▶ _Task set_:
(1) Answer these questions from the FASTQ quality-check exercise:
(a) Which three preprocessing procedures are named?
(b) How many FASTQ files are selected as Input Reads?
(c) What does the Encoding column show?
(2) Write out the part of the FASTQ quality-check exercise starting at "The aim of these" and ending at "of the file.".
(3) Continue the FASTQ quality-check exercise from the point where it stops.

Page excerpt section start

Exercise 1: Quality assessment and preprocessing of raw sequencing reads

The aim of these exercises is to fully understand how the FASTQ Quality Check and FASTQ Preprocessing features work. We want you to learn how to interpret the results of the quality assessment, as well as how to use the different preprocessing procedures (adapter removal, trimming and filtering).

Task 1: Performing a quality check of the raw RNA-Seq reads.

This task consists of carrying out a quality assessment analysis of two paired-end FASTQ samples.

Go to General Tools → FASTQ Tools → FASTQ Quality Check. Select the 4 FASTQ files as Input Reads and run the analysis, leaving the remaining options as default.

Once finished, a new tab is opened containing a simple composition statistics of each analyzed file. Each row corresponds to an input file and columns show the following information:

  • Name: The name of the file.

  • File type: Shows whether the file appeared to contain actual base calls or colorspace data.

  • Encoding: Shows the ASCII encoding of quality values.

Page excerpt section end
Source information section start

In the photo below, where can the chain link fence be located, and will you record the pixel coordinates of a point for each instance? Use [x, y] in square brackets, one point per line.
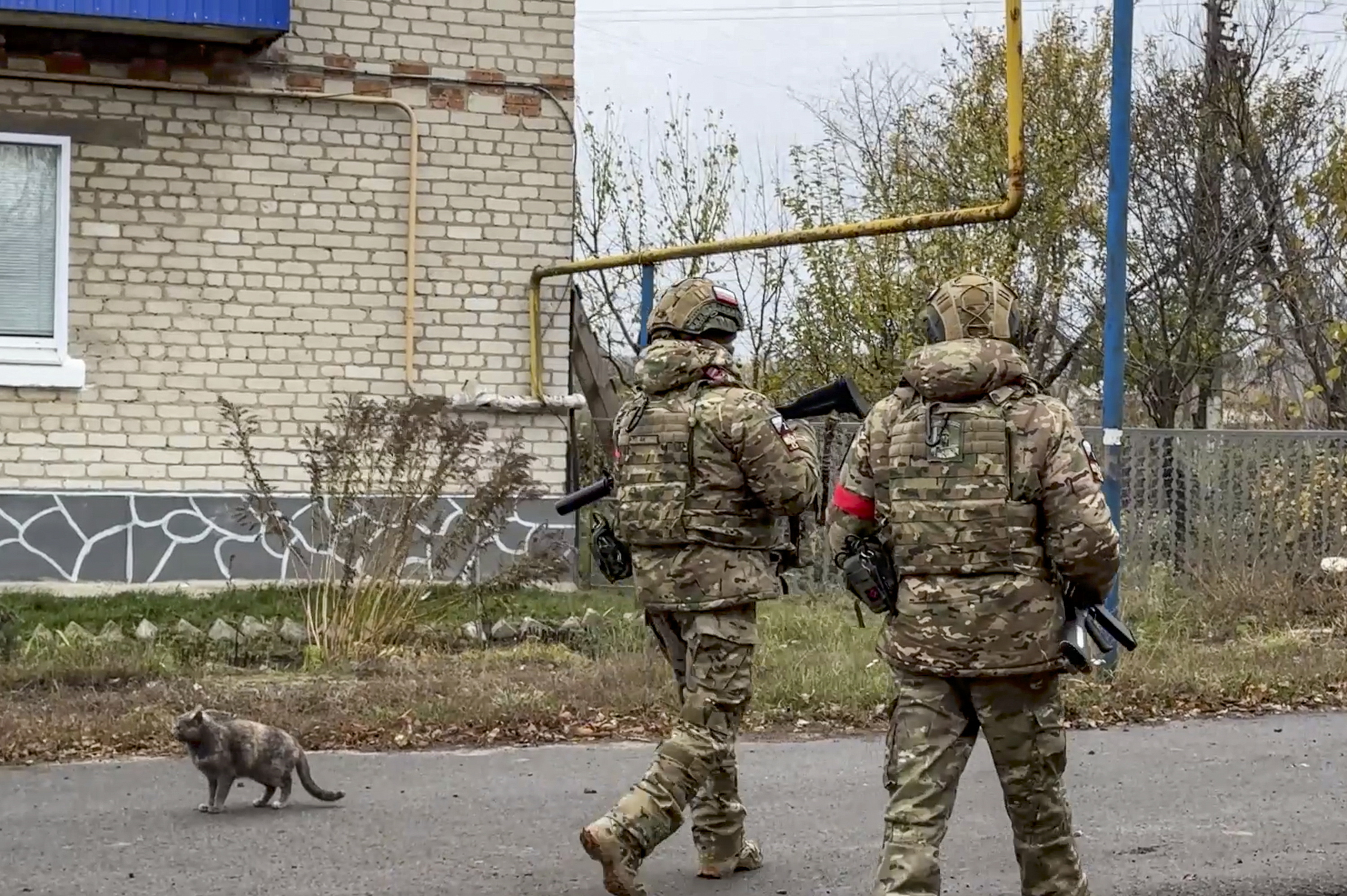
[1268, 503]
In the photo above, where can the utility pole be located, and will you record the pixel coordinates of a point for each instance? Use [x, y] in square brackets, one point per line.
[1210, 212]
[1116, 274]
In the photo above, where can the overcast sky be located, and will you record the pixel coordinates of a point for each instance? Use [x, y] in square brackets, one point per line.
[747, 57]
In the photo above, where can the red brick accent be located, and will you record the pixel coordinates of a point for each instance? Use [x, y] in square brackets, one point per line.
[526, 104]
[68, 62]
[149, 70]
[487, 75]
[228, 73]
[444, 96]
[372, 88]
[562, 85]
[302, 81]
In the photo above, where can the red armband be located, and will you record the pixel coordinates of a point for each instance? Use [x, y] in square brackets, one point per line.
[854, 505]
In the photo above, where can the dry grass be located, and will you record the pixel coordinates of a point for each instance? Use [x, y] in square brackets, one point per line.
[1232, 647]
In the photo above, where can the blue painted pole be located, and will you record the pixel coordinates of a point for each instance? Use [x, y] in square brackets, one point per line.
[1116, 274]
[647, 301]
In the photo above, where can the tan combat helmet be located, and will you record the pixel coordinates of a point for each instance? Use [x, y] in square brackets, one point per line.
[972, 307]
[696, 307]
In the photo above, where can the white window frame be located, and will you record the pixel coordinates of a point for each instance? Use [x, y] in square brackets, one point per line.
[45, 361]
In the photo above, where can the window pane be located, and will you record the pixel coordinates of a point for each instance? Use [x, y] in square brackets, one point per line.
[29, 177]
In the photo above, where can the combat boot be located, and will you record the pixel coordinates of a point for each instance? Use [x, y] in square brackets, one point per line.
[607, 844]
[748, 860]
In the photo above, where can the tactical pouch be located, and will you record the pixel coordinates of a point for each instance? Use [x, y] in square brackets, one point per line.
[869, 575]
[615, 561]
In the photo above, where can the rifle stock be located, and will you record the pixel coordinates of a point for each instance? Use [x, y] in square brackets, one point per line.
[841, 395]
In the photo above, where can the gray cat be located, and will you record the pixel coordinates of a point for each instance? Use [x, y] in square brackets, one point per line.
[225, 748]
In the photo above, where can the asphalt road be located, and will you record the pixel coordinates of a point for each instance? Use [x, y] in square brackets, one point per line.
[1222, 808]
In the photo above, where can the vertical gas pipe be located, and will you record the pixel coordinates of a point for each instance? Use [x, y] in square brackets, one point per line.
[647, 302]
[1116, 272]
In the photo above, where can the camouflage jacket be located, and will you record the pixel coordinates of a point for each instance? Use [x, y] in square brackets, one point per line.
[705, 476]
[980, 486]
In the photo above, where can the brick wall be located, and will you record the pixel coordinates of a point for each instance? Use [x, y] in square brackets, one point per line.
[256, 247]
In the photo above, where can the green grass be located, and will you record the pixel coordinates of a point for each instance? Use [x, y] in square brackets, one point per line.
[445, 607]
[1226, 646]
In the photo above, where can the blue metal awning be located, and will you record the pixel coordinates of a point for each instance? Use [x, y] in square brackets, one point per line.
[231, 21]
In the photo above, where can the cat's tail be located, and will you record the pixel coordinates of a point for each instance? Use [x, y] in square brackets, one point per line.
[308, 781]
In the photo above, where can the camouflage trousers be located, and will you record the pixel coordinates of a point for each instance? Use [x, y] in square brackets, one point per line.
[933, 729]
[696, 770]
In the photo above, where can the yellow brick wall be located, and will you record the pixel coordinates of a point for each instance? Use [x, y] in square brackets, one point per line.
[256, 247]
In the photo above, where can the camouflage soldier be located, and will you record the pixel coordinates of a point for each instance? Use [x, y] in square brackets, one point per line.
[706, 474]
[982, 492]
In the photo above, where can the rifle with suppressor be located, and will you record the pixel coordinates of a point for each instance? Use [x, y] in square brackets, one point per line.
[615, 561]
[1094, 622]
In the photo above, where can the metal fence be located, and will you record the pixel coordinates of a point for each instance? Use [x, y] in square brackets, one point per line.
[1269, 502]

Source information section end

▶ _Answers in order_:
(1)
(a) Adapter removal, trimming and filtering.
(b) 4.
(c) The ASCII encoding of quality values.

(2)
The aim of these exercises is to fully understand how the FASTQ Quality Check and FASTQ Preprocessing features work. We want you to learn how to interpret the results of the quality assessment, as well as how to use the different preprocessing procedures (adapter removal, trimming and filtering).

Task 1: Performing a quality check of the raw RNA-Seq reads.

This task consists of carrying out a quality assessment analysis of two paired-end FASTQ samples.

Go to General Tools → FASTQ Tools → FASTQ Quality Check. Select the 4 FASTQ files as Input Reads and run the analysis, leaving the remaining options as default.

Once finished, a new tab is opened containing a simple composition statistics of each analyzed file. Each row corresponds to an input file and columns show the following information:

  • Name: The name of the file.

(3)
  • Total sequences: The total number of read sequences processed. 

  • Poor quality reads: Sequences flagged as poor quality reads.

  • Read length: Provides the length of the shortest and longest sequence in the set. 

  • %GC: The overall %GC of all bases in all sequences. 

Furthermore, a general report will show a summary of the FASTQ Quality Check results, which provides a quick evaluation of whether the results of each quality check module seem entirely normal (pass), slightly normal (warning) or very unusual (fail). 

The results of each module for each file can be accessed as follows:

  • To open the summary report of each file, right-click on a row and click on Show report. Alternatively, the report of each sample can be opened from the general report by clicking on the buttons of the last column of the overall results table. A new report is opened containing a summary of the statistics and results for the selected file.

  • To open the result of each module for a file, right-click on a row and go to the Show Statistics submenuThese results also can be accessed by clicking on the buttons of the Details column in the summary report of each sample(file).

Save the results project to use it in the following exercises. 

Questions:

  1. What are the library size and read length of each file?

  2. Looking at the general report, what do you think is the biggest problem that has been detected in this dataset?

  3. Open the Adapter Content charts.

    1. Have adapter sequences been detected?

    2. In which end (5' or 3') of the reads do you observe to have more adapters?

    3. What type of adapter sequence has been detected?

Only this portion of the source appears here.